*Exercise details*. Using the material below, write out every entry exactly.

*Extracted data*.
--

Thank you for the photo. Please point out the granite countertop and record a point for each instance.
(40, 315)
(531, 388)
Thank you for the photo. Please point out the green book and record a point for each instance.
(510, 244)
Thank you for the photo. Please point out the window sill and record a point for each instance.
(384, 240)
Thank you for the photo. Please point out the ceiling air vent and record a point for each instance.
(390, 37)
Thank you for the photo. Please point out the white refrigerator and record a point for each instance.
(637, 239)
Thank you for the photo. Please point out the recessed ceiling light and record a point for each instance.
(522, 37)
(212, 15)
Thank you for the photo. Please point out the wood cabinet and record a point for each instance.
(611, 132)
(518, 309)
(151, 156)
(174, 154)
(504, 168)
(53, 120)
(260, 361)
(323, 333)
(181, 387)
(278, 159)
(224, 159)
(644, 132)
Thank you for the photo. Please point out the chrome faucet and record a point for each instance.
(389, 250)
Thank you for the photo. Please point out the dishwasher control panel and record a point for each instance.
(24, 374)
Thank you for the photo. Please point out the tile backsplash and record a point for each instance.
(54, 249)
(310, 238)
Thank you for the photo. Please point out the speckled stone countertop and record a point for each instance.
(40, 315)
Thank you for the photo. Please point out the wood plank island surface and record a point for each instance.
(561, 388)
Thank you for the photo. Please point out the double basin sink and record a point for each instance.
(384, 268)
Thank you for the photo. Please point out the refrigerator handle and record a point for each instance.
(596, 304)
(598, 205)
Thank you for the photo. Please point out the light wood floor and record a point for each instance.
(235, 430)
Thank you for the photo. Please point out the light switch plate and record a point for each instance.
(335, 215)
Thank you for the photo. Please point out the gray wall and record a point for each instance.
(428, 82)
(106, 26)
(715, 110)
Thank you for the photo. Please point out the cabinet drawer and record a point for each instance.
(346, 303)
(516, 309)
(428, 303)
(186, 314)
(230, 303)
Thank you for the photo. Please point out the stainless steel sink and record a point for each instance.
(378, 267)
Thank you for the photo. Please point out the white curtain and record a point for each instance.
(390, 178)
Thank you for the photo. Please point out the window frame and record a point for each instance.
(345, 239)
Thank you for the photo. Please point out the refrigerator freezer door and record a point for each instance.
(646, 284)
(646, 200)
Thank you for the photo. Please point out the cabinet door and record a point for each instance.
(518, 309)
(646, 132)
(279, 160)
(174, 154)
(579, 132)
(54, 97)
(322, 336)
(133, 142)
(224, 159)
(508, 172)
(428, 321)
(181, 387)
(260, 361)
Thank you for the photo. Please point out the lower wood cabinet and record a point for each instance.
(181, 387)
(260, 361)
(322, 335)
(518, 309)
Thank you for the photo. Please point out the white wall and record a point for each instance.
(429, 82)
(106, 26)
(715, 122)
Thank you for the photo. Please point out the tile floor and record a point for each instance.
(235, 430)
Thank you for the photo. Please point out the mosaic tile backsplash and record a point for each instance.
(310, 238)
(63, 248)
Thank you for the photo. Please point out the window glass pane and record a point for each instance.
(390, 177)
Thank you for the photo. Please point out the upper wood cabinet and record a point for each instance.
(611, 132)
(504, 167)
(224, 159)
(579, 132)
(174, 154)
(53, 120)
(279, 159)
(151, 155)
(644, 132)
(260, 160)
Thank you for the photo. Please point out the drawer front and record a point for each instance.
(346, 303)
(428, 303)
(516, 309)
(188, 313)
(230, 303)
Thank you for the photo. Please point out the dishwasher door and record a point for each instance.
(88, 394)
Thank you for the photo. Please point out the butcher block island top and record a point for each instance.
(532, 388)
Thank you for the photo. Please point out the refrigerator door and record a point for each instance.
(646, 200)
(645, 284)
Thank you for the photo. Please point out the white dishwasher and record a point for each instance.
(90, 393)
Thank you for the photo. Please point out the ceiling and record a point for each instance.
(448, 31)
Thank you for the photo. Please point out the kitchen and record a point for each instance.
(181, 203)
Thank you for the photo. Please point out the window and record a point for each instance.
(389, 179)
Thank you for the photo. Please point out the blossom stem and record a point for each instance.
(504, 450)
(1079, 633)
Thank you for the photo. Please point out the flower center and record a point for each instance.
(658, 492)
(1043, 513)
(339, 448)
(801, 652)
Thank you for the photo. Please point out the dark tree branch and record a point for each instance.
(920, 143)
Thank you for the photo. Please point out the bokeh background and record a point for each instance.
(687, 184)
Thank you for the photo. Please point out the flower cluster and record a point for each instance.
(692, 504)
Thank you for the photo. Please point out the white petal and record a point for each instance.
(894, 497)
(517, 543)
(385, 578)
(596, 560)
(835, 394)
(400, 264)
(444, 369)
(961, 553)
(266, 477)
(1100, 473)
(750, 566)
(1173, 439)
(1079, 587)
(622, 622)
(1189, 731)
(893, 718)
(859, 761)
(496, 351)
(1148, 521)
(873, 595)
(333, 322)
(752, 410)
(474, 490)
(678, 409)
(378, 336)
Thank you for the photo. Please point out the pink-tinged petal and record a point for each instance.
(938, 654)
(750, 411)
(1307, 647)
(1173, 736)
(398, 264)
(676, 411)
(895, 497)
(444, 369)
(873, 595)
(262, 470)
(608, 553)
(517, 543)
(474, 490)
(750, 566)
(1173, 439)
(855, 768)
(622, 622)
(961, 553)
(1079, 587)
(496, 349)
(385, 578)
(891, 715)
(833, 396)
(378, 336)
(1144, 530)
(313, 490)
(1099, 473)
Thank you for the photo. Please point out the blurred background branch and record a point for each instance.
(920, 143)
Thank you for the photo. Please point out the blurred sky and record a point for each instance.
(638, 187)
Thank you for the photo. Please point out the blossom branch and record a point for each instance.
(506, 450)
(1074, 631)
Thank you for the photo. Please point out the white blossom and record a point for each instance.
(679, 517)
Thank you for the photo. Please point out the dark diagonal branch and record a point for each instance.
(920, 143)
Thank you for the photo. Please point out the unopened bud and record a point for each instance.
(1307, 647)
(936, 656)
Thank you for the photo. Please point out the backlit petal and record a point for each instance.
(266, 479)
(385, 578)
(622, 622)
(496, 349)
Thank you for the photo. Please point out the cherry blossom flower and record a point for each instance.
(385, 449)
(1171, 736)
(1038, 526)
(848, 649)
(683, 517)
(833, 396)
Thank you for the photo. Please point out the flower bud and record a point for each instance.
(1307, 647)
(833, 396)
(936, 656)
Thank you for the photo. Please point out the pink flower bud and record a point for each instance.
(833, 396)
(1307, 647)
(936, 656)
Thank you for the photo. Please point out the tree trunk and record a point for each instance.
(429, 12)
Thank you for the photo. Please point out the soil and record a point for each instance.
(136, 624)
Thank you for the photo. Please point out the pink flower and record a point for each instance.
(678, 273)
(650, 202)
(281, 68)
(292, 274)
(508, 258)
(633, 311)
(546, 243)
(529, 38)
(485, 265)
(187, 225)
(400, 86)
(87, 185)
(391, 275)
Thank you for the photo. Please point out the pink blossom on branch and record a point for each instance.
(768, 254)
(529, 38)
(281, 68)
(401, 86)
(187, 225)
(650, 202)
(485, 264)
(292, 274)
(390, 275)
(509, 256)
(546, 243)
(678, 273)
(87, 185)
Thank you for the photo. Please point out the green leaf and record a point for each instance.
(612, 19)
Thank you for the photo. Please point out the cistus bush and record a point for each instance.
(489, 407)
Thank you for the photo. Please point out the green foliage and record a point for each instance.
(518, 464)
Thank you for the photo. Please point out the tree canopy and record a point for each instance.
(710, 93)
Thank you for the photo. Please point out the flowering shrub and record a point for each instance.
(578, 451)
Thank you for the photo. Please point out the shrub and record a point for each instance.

--

*Written response*.
Thank you for the photo. Please point out the granite countertop and record a point for each instance.
(40, 315)
(531, 388)
Thank you for the photo. Please point out the green book and record a point for each instance.
(510, 244)
Thank you for the photo. Please point out the window sill and record a point for each instance.
(384, 240)
Thank you for the photo. Please point out the ceiling air vent and record a point for each instance.
(390, 37)
Thank you for the photo. Please point out the white refrigerator and record a point for each instance.
(637, 239)
Thank you for the photo. Please point out the recessed ceiling light and record a point for each instance.
(522, 37)
(212, 15)
Thank you for the photo. Please point out the wood cabinet and record a point for each instance.
(611, 132)
(518, 309)
(151, 156)
(174, 154)
(504, 168)
(53, 120)
(260, 361)
(323, 333)
(181, 387)
(278, 159)
(224, 159)
(644, 132)
Thank you for the photo. Please point out the chrome faucet and record a point for each instance.
(389, 250)
Thank you for the photo. Please point out the dishwasher control panel and record a point for each instance.
(24, 374)
Thank you for the photo. Please point out the tile backsplash and record a point for each instance.
(54, 249)
(310, 238)
Thank you for the photo. Please point out the speckled stone countertop and record a point for each instance.
(40, 315)
Thank you for the photo. Please point out the wood plank island surface and record a point for each instance.
(561, 388)
Thank you for the photo. Please point out the double basin sink and record a point for each instance.
(384, 268)
Thank you for the photo. Please point out the refrigerator handle and record a point for each instance.
(596, 304)
(598, 205)
Thank you for the photo. Please point out the light wood floor and record a point for each instance.
(235, 430)
Thank you for the photo. Please point out the light switch plate and record a point for each instance.
(335, 215)
Thank you for the photo. Please point out the gray wall and record a point for each instance.
(428, 82)
(106, 26)
(715, 110)
Thank you for the photo. Please point out the cabinet drawer and record a point for each instance.
(346, 303)
(516, 309)
(428, 303)
(186, 314)
(230, 303)
Thank you for the photo. Please point out the stainless steel sink and record a point for each instance.
(378, 267)
Thank you for the photo. Please point out the white curtain and record a point for each instance.
(390, 178)
Thank you for the photo. Please point out the window frame and record a point for each instance.
(345, 239)
Thank you for the photo. Please point out the refrigerator freezer door and record a point for each instance.
(646, 284)
(646, 200)
Thank you for the photo. Please point out the cabinet door and record a point for each instance.
(518, 309)
(646, 132)
(279, 160)
(174, 154)
(579, 132)
(54, 97)
(322, 336)
(133, 142)
(224, 159)
(508, 172)
(428, 321)
(181, 387)
(260, 361)
Thank you for the photo. Please point out the lower wood cabinet and record a point for each instance.
(181, 387)
(260, 361)
(322, 335)
(518, 309)
Thank you for the photo. Please point out the white wall and record a point for each instance.
(429, 82)
(106, 26)
(715, 122)
Thank you for the photo. Please point out the tile floor and record a point for each instance.
(235, 430)
Thank you for the photo. Please point out the mosaic tile backsplash and record a point for each instance.
(310, 238)
(63, 248)
Thank you for the photo. Please point out the window glass pane and record a point for each instance.
(390, 177)
Thank you for the photo. Please point out the upper wood cabinet and record a point for each instance.
(611, 132)
(504, 167)
(224, 159)
(579, 132)
(174, 154)
(53, 120)
(279, 159)
(151, 155)
(644, 132)
(260, 160)
Thank you for the photo. Please point out the drawer front and record a point for each instance.
(346, 303)
(428, 303)
(516, 309)
(188, 313)
(230, 303)
Thank you for the photo. Please point out the dishwasher door and record a point for each instance.
(88, 394)
Thank you for the photo. Please point out the butcher block island top and record a point for each instance.
(532, 388)
Thank you for the photo. Please point out the refrigerator door and record a point for each instance.
(646, 200)
(645, 284)
Thank you for the photo. Please point out the white dishwasher and record a point for each instance.
(90, 393)
Thank you for the photo. Please point out the ceiling and record a point for each instance.
(448, 31)
Thank you for the photo. Please point out the kitchen and record a point for each instance.
(181, 203)
Thank you for the photo. Please point out the window and record a point for each instance.
(389, 179)
Thank you for the photo. Please point out the blossom stem and record a point for each instance.
(504, 450)
(1079, 633)
Thank you for the photo. Please point out the flower center and record a point for each instance.
(658, 492)
(1043, 513)
(339, 448)
(801, 652)
Thank you for the photo. Please point out the dark tree branch and record a point for each instance.
(920, 143)
Thank you for the photo. Please point out the bokeh background and record a point for each instance.
(687, 184)
Thank you for the photo. Please point out the flower cluster and record a point for each instance.
(692, 504)
Thank you for the photo. Please point out the white petal and record a point for each instance.
(894, 497)
(517, 543)
(385, 578)
(596, 560)
(835, 394)
(400, 264)
(444, 369)
(961, 553)
(266, 477)
(1100, 473)
(750, 566)
(1173, 439)
(1079, 587)
(622, 622)
(1189, 731)
(893, 718)
(859, 761)
(496, 351)
(1148, 521)
(873, 595)
(333, 322)
(752, 410)
(474, 490)
(678, 409)
(378, 336)
Thank you for the photo. Please point out the pink-tinged petal and record a point for each instance.
(938, 654)
(750, 411)
(1307, 647)
(1173, 736)
(398, 264)
(676, 411)
(895, 497)
(444, 369)
(873, 595)
(262, 470)
(608, 553)
(517, 543)
(474, 490)
(750, 566)
(1173, 439)
(855, 768)
(622, 622)
(961, 553)
(1079, 587)
(496, 349)
(385, 578)
(891, 715)
(833, 396)
(378, 336)
(1144, 530)
(313, 490)
(1099, 473)
Thank you for the photo. Please point out the blurred background branch and record a point for each instance.
(920, 143)
Thank you for the photo. Please point out the blurred sky and record a point for each instance.
(638, 187)
Thank you for the photo. Please point out the blossom branch and record a point for each instance.
(506, 450)
(1074, 631)
Thank you for the photo. Please point out the white blossom and record a point for each instance.
(679, 517)
Thank you for the photo. Please point out the dark diagonal branch and record a point for each instance.
(920, 143)
Thank you for the photo. Please point out the unopened bud and record a point for each instance.
(1307, 647)
(936, 656)
Thank you for the photo. Please point out the backlit petal and record a point for each instance.
(266, 479)
(385, 578)
(622, 622)
(496, 349)
Thank you for the photo. Please point out the cherry blossom flower and record a point for each instance.
(385, 449)
(1171, 736)
(1038, 526)
(848, 649)
(683, 517)
(833, 396)
Thank you for the photo. Please point out the flower bud and record a point for each instance.
(1307, 647)
(833, 396)
(936, 656)
Thank you for the photo. Please point out the pink flower bud and record a point for each instance.
(833, 396)
(1307, 647)
(936, 656)
Thank you for the photo. Please point out the tree trunk and record a point for each instance.
(429, 12)
Thank you for the photo. Please point out the soil and record a point for each instance.
(136, 624)
Thank you for the photo. Please point out the pink flower and record a point for each instance.
(678, 273)
(650, 202)
(281, 68)
(292, 274)
(508, 258)
(633, 311)
(546, 243)
(529, 38)
(485, 265)
(187, 225)
(400, 86)
(87, 185)
(391, 275)
Thank you for the photo. Please point out the pink blossom on branch and record a point for each instance.
(768, 254)
(529, 38)
(281, 68)
(401, 86)
(187, 225)
(650, 202)
(485, 264)
(292, 274)
(390, 275)
(509, 256)
(546, 243)
(678, 273)
(87, 185)
Thank you for the photo. Please point out the green leaf and record a point for each instance.
(612, 19)
Thank you for the photo. Please point out the cistus bush and record a point for each instance.
(489, 407)
Thank you for the photo. Please point out the green foliage and record a point for each instance.
(518, 464)
Thank you for the photo. Please point out the tree canopy and record a point for each instance.
(710, 93)
Thank you for the photo. Please point out the flowering shrub and record a point for each instance.
(578, 451)
Thank you for the photo. Please point out the shrub and record a point for each instance.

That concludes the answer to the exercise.